* **設定課題 1**
後に示すエントリから、文字列「pier」を含む行をすべて探し出し、一行も漏らさず書き写してください。

* **本文抜粋**
仮に電池切れを起こせばすべての機能を失う。非常用として乾電池式の簡易的な充電器がコンビニなどで市販されているが、撮影を再開できるほど十分なものではなく、あくまでも一時しのぎである。また多くはバッテリーが使い捨てタイプであり、経済性あるいは携帯性の面からも改善が求められている。
【0022】
カメラ機能が向上して撮影時間が長くなると、スマートフォンの現時点での電池容量はユーザの要望に十分に応えているとはいえない状況にある。カメラ機能を多用するユーザには、安定した手振れ補正装置と電源を提供する必要があり、これまで十分な対応とは言えないこの二つは、車の両輪に相当する課題でもあった。この二つの課題を解決する手段として、本発明は手振れ補正装置と、それに使用する大容量の二次電池と、その電池を充電に使用するためのケーブルとライトニングを、外ケース内に装備して対応した。
【0023】
動画投稿サイトの利用者が急増している。スマートフォン内蔵の手振れ補正は動画撮影には不十分と言われているが、本発明のスマートフォンケースは、スマートフォン自体をケース内で揺動させる方式のため、補正幅を拡張しつつ追従性を向上させ、高精度で応答性に優れた手振れ補正効果を得ることが可能になった。
【0024】
iphoneにはステディカムスムージという動画撮影専用の手振れ補正機器が存在し、多くのマニアが利用している。この機器は事前の微妙なセットや、使用時にはある程度の習熟が必要とされているが、当スマートフォンケースはスマートフォンをケースにセットして、電源をONするだけで、誰でもその場で簡単に使用できる。

* **設定課題 2**
上のスマートフォンケースに関する抜粋を、一字一句変えずに全文もう一度書いてください。

物体ポイントラベル

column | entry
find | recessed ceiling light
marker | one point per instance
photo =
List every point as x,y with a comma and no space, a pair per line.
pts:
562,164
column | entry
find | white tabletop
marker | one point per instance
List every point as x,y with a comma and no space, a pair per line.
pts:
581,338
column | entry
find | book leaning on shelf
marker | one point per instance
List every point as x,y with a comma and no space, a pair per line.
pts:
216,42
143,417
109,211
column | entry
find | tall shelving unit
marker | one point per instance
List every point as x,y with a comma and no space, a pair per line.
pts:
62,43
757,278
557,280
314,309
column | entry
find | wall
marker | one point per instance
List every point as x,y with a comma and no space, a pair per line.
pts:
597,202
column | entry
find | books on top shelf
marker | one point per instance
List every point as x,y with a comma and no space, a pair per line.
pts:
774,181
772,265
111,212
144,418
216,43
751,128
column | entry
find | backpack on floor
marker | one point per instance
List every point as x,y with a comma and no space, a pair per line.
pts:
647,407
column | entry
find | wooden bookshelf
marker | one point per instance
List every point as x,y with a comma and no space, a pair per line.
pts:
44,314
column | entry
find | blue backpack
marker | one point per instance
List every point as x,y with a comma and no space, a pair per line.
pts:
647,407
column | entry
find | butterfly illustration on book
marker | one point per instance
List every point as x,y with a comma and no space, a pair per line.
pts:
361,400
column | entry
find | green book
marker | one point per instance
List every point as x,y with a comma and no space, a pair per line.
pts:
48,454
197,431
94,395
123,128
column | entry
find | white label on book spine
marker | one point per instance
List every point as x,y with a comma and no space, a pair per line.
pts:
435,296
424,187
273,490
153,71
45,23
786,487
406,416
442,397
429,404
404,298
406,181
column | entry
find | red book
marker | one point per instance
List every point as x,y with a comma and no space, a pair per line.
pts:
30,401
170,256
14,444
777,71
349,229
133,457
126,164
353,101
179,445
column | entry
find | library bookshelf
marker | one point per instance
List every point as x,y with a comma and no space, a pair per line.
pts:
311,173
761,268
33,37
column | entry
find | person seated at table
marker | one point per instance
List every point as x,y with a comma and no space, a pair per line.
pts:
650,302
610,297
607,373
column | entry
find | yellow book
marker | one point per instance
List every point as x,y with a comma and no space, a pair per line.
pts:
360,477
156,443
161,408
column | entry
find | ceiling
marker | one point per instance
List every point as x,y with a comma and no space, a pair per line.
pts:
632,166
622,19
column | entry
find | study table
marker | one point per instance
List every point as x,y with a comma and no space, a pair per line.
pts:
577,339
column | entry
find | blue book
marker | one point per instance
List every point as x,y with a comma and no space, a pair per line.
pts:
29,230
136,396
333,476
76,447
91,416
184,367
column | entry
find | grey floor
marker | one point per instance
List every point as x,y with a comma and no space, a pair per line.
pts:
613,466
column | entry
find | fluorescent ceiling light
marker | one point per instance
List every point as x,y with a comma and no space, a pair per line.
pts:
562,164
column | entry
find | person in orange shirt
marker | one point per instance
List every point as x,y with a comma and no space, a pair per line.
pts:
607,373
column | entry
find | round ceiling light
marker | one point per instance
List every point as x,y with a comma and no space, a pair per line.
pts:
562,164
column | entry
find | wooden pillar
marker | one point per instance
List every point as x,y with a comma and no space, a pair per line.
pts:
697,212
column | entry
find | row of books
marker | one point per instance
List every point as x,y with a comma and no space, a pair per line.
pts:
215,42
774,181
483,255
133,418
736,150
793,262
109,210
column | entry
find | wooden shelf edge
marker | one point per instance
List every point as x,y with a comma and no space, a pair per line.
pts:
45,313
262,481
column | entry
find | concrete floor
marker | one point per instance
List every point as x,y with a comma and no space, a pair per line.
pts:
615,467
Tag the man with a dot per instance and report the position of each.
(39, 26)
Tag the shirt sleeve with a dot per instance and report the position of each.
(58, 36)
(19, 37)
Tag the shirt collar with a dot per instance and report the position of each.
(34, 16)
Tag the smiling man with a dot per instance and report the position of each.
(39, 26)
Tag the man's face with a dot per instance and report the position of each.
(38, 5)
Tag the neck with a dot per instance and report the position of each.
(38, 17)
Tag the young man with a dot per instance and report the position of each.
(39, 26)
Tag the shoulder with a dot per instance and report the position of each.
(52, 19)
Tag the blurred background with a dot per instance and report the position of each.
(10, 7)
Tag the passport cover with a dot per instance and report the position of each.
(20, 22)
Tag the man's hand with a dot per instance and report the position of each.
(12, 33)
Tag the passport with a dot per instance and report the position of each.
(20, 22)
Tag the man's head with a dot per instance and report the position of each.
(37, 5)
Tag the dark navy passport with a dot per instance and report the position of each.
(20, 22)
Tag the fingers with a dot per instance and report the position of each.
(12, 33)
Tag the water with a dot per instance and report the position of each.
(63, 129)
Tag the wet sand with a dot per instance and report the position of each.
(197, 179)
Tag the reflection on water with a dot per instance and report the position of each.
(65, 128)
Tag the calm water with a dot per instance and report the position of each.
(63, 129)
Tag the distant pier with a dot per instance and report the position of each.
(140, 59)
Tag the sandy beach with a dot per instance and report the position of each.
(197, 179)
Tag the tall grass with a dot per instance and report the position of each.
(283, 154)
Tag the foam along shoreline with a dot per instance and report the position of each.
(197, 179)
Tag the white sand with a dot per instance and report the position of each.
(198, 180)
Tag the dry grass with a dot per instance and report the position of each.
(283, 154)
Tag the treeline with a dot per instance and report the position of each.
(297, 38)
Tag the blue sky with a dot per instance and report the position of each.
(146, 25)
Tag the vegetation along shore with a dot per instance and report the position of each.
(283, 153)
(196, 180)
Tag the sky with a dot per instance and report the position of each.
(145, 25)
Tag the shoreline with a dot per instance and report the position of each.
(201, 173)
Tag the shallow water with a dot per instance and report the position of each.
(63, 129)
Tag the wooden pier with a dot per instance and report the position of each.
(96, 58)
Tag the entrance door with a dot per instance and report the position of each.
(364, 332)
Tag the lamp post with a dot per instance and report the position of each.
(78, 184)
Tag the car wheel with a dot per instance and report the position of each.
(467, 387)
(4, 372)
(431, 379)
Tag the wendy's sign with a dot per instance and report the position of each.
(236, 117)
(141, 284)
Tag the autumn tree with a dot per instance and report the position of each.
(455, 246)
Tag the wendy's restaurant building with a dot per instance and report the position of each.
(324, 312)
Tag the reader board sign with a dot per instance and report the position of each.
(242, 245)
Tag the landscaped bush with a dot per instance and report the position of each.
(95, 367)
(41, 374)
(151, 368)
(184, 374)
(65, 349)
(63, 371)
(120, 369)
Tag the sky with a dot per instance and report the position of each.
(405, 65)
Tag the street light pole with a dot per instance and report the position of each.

* **課題の解答 1**
Tag the distant pier with a dot per instance and report the position of each.
Tag the wooden pier with a dot per instance and report the position of each.

* **課題の解答 2**
仮に電池切れを起こせばすべての機能を失う。非常用として乾電池式の簡易的な充電器がコンビニなどで市販されているが、撮影を再開できるほど十分なものではなく、あくまでも一時しのぎである。また多くはバッテリーが使い捨てタイプであり、経済性あるいは携帯性の面からも改善が求められている。
【0022】
カメラ機能が向上して撮影時間が長くなると、スマートフォンの現時点での電池容量はユーザの要望に十分に応えているとはいえない状況にある。カメラ機能を多用するユーザには、安定した手振れ補正装置と電源を提供する必要があり、これまで十分な対応とは言えないこの二つは、車の両輪に相当する課題でもあった。この二つの課題を解決する手段として、本発明は手振れ補正装置と、それに使用する大容量の二次電池と、その電池を充電に使用するためのケーブルとライトニングを、外ケース内に装備して対応した。
【0023】
動画投稿サイトの利用者が急増している。スマートフォン内蔵の手振れ補正は動画撮影には不十分と言われているが、本発明のスマートフォンケースは、スマートフォン自体をケース内で揺動させる方式のため、補正幅を拡張しつつ追従性を向上させ、高精度で応答性に優れた手振れ補正効果を得ることが可能になった。
【0024】
iphoneにはステディカムスムージという動画撮影専用の手振れ補正機器が存在し、多くのマニアが利用している。この機器は事前の微妙なセットや、使用時にはある程度の習熟が必要とされているが、当スマートフォンケースはスマートフォンをケースにセットして、電源をONするだけで、誰でもその場で簡単に使用できる。